▶ RECORDS SUPPLIED
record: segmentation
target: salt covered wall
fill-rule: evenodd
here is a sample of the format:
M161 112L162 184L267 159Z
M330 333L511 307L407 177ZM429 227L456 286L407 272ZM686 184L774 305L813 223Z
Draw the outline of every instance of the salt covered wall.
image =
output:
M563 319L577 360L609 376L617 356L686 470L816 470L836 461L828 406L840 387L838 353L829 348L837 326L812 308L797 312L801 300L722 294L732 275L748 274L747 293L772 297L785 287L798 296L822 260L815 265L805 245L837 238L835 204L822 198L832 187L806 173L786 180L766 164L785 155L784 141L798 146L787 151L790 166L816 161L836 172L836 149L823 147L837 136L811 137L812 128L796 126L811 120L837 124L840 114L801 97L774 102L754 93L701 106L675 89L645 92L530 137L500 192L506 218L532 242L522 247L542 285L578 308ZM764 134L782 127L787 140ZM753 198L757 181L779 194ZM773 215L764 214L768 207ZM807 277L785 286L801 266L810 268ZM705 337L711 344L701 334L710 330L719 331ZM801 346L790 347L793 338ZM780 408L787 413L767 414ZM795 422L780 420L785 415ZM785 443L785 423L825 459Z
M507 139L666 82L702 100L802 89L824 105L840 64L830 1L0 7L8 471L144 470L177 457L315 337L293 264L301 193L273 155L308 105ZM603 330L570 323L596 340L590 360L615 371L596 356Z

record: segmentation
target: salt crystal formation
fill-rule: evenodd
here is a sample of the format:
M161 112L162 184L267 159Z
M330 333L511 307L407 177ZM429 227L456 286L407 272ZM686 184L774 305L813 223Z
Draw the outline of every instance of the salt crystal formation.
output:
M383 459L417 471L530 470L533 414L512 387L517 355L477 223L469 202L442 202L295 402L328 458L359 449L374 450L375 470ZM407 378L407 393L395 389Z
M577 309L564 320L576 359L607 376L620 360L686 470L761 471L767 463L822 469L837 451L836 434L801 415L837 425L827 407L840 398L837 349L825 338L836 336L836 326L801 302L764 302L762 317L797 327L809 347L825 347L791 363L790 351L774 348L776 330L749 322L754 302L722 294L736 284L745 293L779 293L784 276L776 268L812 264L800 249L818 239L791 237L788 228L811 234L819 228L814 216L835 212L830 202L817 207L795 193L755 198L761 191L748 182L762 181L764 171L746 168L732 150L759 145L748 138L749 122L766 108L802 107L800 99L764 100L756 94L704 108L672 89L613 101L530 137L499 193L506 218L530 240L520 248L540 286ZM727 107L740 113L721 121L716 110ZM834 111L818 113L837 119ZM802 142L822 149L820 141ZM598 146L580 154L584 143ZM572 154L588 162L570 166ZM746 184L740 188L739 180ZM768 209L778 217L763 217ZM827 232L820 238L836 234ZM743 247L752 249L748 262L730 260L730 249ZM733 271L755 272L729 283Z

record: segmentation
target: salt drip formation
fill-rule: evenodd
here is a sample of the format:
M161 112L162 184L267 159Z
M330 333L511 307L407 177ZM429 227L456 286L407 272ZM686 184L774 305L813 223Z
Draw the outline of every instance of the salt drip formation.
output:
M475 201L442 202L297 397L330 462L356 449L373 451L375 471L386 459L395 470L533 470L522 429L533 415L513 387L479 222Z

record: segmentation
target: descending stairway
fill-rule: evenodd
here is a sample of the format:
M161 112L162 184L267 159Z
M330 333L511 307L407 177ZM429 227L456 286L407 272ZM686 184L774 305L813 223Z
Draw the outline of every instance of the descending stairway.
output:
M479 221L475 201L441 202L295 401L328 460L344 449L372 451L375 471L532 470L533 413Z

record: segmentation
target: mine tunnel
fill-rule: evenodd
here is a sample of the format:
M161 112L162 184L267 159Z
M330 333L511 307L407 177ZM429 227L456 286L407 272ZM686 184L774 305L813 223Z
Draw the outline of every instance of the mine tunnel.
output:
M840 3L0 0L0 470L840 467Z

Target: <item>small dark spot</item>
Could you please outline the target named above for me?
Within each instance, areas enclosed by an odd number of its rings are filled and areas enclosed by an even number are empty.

▶ AIM OF THE TASK
Find every line in the items above that contains the word "crystal", with case counting, and copy each of those lines.

▶ RESULT FOR THIS TASK
target: salt crystal formation
Draw the outline of every instance of the salt crystal formation.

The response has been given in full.